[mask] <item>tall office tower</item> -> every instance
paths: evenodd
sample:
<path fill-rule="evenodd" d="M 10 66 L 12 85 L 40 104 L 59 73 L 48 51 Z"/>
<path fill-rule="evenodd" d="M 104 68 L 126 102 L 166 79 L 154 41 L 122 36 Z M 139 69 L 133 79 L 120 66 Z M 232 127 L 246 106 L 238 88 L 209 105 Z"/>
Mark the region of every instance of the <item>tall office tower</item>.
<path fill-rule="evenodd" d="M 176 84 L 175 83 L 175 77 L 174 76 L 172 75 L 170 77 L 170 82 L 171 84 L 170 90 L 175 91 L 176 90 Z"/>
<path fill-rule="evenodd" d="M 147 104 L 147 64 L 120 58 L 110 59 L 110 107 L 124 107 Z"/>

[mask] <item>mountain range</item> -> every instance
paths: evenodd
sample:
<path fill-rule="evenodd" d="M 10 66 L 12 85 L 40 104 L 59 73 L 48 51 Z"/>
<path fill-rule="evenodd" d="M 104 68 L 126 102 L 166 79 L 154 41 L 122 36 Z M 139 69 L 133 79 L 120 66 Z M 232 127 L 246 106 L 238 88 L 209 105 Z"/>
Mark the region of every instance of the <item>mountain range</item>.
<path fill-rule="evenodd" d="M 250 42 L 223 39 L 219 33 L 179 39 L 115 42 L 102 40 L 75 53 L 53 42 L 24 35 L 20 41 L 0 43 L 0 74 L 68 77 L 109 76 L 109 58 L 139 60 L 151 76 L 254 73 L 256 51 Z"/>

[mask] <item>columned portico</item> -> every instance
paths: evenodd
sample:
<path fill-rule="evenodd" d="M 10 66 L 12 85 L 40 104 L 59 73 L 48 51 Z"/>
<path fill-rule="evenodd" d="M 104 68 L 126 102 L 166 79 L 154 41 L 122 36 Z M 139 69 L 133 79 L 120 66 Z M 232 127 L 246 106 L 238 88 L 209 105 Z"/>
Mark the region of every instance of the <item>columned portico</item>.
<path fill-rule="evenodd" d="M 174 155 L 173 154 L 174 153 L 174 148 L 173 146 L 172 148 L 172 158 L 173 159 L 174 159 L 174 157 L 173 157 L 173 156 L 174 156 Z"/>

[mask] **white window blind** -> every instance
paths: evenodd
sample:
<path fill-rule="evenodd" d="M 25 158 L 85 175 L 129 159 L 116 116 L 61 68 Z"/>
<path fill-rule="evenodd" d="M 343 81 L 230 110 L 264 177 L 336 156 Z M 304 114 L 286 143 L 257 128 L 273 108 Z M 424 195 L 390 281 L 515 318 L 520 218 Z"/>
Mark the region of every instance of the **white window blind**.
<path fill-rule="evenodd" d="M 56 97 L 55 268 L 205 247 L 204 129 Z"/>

^^^^

_Your task_
Write out the stretch of rows above, from the very first line through the line containing "Mark the region of every instance of the <item>tall", as a numbered list, with both ends included and blank lines skipped.

_Solution_
1. [mask] <item>tall office tower</item> -> every instance
2. paths: evenodd
3. sample:
4. <path fill-rule="evenodd" d="M 10 66 L 12 85 L 40 104 L 59 73 L 48 51 Z"/>
5. <path fill-rule="evenodd" d="M 104 68 L 126 102 L 166 79 L 154 41 L 122 36 Z M 139 69 L 133 79 L 120 66 Z M 232 127 L 246 106 L 238 88 L 209 105 Z"/>
6. Mark the region of every instance of the <item>tall office tower</item>.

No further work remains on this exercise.